▸ **WORK INSTRUCTION**: Beginning at the line containing "of the downspout.", output every line to the end of the data below exactly as it appears.

(Dataset entries)
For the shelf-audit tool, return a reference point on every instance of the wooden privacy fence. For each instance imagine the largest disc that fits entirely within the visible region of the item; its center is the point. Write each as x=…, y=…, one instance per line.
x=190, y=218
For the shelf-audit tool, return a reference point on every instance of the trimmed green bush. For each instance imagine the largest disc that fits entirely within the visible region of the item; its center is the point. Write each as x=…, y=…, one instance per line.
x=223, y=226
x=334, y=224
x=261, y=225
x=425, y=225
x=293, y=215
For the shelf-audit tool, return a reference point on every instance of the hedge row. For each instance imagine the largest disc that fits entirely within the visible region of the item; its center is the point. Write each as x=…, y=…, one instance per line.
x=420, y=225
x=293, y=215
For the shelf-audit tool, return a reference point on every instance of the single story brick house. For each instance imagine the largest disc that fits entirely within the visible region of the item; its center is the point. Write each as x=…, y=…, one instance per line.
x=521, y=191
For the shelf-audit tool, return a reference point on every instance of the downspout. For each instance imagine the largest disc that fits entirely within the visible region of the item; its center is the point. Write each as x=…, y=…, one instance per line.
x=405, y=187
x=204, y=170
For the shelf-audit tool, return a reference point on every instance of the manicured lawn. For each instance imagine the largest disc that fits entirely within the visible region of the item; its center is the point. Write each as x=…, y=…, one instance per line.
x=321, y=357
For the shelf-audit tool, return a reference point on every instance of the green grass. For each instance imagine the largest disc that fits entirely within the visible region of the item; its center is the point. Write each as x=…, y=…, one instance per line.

▸ **EXERCISE SOLUTION**:
For the shelf-audit tool, return a reference point on every instance of the downspout. For each instance imagine the largest disc that fits entirely within the visible region of the item; its center is the point. Write each as x=…, y=…, one instance per line.
x=405, y=187
x=204, y=170
For the shelf-audit tool, return a reference point on every instance of the manicured lawn. For each instance imagine the largest disc that fits entirely within the visible region of the item; its center is the point. Write each as x=…, y=…, one instance per line.
x=321, y=357
For the shelf-audit tool, return a reference point on every instance of the green grass. For each instance imagine the largest disc that fits entirely within the visible region of the item; its center is the point. Write each as x=…, y=…, one instance per line.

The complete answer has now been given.